* _Metin parçası_:
Abdurrahman Aslan eleştirel bir tarzda bu duruma şu şekilde değinir:

“İnsanlar dün kendileri yardım ederken, fakirlerin durumunu en azından kendileri yaşayarak görüyorlardı, kâlpleri belki o konuda daha da yumuşuyordu, belki daha gayret eder hâle geliyorlardı. Ama şimdi kurumsallaşma ile birlikte ne biz yoksulları görüyoruz, ne yoksullar bizi görüyor. Bu çok matah bir şey midir acaba?

“Meselâ biz şimdi durmadan yardım-kurumları kuruyoruz. Bence İslâm’a uygun şeyler değil. İslâm’a aykırıdır demiyorum. Ama İslâm’da aslolan, müslümanın bizzat diğer müslümana yardımıdır. Bu biraz daha yüz-yüze diz-dize göz-göze bir yardımın, kişisel bir sorumluluğun, belki de o duygusallığı da berâberinde getiren çok insâni bir ilişkinin de oluşmasına sebebiyet verir. Ama siz araya kurum koyarsanız bu olmaz.

Bu-gün yardım toplayan hiç-bir kurum insanlara hesap verme mecbûriyetini hissetmiyor. O parayı verenlere değil, devlete hesap vermekle meşguller. Bu bence müslümanlar için ciddî bir problem.

Şehir ahâlisi yardımları toplayıp güvendikleri insanlara veriyorlar ve onları gönderiyorlar. Onlar da gidiyorlar oraya, dağıtıyorlar, sonra geliyorlar, o şehrin içinden önemli adamlara yardımların hesâbını verip anlatıyorlar.

Oradaki muhtaç olanlar için ne gönderilse, ne yapılsa önemlidir onlar için. Bunu önemsiyorum. Ama ben usûl üzerinden konuşuyorum. Eğer siz toplumdaki sorunları kurumlar aracılığıyla ele alırsanız, bu-gün Batı’nın modern toplumu gibi bir toplum olursunuz. Sonra sizi kurumlar güder. İster devlet, ister kurumlar tarafından eğer güdülmek istemiyorsanız, o zaman bu kurumsal yapıları asgariye indirmeniz lâzım. Ve bu da benim irâdemle sizin irâdenizle olan bir şeydir. Sivilite budur” der.

STK`lar konusunda Arundhathi Roy, bu örgütlerin çoğunun fonlarını batılı kuruluşlardan sağladığını, sonunda bir düdüklü tenceredeki düdük görevini gören kuruluşlar hâline geldiklerini belirtir.

Yardım dernekleri yardımdan sâdece mîdeye giren, evi süsleyen ve biraz da sağlıkla ilgili şeyleri düşünüyor. Yâni parasal/maddî yardımı. Bunların da yardım olduğunu ve mutlaka yapılması gerektiğini tekrar-tekrar söylüyoruz. Fakat bu muhtâç insanlar mânevi olarak da çökmüş durumdalar. Maddî zorluk mânevi azalmayı da peşinden sürükler çünkü. Bu sebeple bu kişiler mutsuz hâle gelmişler ve belki de zor durumlarının birer sonucu olarak hayatlarında olduğu gibi inançlarında da çatlaklar oluşmaya başlamış olabilir. Bu yüzden yardım dernekleri maddî yardımların yanında mânevi/rûhi yardımları da düşünmeli ve bu konuda çalışmalar/uygulamalar yapmalıdırlar.

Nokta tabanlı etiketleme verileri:

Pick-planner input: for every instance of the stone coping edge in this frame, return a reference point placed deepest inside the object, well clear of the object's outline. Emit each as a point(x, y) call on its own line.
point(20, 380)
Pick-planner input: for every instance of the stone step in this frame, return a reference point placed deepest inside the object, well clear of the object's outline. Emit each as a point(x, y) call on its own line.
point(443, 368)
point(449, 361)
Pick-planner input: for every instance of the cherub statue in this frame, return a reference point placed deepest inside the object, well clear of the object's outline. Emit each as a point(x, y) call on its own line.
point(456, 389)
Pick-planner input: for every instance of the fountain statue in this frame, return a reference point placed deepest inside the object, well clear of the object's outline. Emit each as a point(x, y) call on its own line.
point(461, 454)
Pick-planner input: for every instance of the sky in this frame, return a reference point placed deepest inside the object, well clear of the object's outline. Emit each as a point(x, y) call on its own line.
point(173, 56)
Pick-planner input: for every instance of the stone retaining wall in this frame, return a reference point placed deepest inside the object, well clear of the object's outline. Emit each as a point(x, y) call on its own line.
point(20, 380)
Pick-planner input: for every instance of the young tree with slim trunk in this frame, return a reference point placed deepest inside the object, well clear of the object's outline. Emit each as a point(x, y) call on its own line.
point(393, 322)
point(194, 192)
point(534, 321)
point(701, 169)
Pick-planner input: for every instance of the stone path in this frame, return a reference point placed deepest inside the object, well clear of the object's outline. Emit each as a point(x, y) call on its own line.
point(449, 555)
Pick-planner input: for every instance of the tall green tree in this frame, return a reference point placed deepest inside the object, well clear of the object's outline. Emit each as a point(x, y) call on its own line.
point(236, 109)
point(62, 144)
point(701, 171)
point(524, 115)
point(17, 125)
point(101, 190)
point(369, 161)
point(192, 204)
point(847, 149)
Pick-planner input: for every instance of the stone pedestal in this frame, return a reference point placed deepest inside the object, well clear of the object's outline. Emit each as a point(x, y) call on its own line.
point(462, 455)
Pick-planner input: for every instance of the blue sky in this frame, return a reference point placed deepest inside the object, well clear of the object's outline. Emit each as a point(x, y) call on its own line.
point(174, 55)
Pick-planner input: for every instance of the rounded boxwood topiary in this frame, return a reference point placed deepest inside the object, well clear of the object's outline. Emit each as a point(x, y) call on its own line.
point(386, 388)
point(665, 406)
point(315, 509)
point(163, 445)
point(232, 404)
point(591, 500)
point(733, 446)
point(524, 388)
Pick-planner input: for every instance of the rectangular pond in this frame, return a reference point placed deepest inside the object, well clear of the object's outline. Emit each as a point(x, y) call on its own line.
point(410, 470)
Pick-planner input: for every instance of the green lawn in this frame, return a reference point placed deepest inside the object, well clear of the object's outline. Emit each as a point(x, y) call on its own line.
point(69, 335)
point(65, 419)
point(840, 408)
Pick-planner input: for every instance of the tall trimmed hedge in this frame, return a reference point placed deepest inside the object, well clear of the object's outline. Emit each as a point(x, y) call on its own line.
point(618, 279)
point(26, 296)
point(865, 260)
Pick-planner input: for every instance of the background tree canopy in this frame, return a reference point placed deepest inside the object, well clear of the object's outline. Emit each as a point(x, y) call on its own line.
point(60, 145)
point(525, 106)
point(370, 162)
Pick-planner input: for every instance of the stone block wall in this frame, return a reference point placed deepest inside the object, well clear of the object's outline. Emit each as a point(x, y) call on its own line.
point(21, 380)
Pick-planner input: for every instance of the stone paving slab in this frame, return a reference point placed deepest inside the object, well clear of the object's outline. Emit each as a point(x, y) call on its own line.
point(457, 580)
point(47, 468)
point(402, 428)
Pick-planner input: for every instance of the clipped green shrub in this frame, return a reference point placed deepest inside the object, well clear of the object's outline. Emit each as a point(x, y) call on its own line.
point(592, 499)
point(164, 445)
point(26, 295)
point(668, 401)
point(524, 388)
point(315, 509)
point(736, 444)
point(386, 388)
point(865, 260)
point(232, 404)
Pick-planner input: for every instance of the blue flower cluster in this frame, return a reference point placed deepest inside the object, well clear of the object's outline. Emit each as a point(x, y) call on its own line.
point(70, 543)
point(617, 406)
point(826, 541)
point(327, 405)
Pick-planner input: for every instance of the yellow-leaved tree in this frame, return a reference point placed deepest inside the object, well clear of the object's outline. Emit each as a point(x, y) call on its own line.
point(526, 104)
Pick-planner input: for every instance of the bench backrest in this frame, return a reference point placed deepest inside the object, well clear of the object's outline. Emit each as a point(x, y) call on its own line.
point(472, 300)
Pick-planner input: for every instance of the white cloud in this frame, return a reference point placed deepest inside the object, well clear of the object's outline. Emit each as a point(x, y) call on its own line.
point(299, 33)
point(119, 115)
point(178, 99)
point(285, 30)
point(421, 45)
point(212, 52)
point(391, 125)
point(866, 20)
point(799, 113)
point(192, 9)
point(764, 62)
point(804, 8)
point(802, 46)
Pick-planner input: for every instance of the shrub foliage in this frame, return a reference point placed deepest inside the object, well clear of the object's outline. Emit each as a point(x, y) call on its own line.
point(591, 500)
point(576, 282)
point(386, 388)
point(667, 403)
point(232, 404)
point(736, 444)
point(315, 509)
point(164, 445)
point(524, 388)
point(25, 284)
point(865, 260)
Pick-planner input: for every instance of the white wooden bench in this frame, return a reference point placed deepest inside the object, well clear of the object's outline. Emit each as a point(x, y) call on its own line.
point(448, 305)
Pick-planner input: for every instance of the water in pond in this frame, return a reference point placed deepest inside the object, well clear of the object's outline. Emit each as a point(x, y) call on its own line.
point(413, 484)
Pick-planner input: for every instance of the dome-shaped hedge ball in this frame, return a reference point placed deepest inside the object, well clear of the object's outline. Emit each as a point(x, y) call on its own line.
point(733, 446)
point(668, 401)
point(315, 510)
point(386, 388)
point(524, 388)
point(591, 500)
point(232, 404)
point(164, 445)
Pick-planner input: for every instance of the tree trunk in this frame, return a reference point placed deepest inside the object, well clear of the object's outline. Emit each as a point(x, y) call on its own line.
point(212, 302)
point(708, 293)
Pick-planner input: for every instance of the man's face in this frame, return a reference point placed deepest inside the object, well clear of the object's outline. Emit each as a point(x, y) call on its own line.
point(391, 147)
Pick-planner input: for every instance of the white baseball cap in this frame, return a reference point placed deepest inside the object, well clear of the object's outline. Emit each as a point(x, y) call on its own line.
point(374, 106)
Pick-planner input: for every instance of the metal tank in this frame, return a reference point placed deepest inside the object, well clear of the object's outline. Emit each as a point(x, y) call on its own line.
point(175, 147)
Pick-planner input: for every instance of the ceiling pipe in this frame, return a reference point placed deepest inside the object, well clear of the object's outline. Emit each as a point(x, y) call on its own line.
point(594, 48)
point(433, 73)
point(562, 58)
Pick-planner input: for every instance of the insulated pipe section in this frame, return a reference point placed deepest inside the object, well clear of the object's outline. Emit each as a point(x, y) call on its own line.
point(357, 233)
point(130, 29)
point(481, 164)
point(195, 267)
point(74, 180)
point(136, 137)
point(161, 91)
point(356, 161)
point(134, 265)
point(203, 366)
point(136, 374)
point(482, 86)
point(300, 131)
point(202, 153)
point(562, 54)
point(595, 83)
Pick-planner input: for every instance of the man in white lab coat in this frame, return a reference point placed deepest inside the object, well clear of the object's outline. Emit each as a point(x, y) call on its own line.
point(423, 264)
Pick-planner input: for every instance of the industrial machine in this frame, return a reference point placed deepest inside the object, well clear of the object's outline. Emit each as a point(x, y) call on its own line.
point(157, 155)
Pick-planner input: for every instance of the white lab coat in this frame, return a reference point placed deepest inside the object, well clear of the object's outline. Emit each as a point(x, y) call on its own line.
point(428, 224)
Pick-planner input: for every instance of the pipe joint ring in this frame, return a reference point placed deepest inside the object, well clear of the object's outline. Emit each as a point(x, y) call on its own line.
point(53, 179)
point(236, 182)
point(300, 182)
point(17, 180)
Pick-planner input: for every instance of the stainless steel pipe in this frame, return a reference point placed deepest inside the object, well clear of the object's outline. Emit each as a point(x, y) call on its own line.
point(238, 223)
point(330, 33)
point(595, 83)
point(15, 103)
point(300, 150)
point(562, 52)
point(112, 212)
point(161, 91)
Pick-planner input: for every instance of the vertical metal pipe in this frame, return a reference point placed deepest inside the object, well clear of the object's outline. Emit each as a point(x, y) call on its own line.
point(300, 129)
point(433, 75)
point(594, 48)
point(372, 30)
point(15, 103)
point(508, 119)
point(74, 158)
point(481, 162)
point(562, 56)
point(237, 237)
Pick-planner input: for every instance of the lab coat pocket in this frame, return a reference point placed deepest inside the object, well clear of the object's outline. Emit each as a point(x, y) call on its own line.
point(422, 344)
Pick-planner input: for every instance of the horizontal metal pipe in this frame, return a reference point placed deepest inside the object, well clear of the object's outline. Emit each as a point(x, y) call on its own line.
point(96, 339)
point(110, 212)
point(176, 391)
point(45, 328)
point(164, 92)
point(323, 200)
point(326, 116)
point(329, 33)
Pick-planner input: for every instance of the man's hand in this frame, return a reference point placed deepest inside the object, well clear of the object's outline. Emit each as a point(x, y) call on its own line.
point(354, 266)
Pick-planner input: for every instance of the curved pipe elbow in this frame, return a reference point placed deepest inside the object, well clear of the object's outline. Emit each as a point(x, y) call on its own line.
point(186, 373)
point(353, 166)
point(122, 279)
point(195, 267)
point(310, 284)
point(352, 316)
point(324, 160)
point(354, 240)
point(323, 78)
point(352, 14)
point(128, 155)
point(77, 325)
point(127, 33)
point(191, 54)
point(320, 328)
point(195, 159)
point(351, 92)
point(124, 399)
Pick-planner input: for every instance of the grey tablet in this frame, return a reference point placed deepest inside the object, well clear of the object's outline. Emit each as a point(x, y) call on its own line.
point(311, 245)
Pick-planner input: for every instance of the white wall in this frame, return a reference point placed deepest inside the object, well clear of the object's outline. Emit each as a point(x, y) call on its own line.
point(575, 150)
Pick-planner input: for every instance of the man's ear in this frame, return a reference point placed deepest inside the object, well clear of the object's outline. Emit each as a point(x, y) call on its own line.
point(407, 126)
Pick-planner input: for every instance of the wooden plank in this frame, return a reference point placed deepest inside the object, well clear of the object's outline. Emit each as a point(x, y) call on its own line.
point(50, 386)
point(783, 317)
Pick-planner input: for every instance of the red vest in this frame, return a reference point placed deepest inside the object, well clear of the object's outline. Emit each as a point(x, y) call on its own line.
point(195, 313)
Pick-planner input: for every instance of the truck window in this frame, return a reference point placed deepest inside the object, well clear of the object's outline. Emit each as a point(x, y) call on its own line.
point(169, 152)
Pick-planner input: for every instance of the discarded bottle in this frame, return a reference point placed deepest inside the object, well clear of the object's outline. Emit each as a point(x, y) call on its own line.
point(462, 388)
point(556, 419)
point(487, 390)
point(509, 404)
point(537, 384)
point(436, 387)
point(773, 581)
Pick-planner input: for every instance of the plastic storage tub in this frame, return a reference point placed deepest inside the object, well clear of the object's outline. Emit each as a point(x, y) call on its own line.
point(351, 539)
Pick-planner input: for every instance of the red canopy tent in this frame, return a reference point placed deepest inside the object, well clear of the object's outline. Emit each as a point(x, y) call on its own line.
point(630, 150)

* _Yapılacak iş_: Yardım kurumlarını ele alan metne göre yardım dernekleri, yardım denince yalnızca hangi şeyleri düşünmektedir? Metnin saydığı her birini sıralayın. Bu kayıtlara burada ihtiyaç duyulmamaktadır.

* _Yanıt_:
- Mîdeye giren şeyler
- Evi süsleyen şeyler
- Sağlıkla ilgili şeyler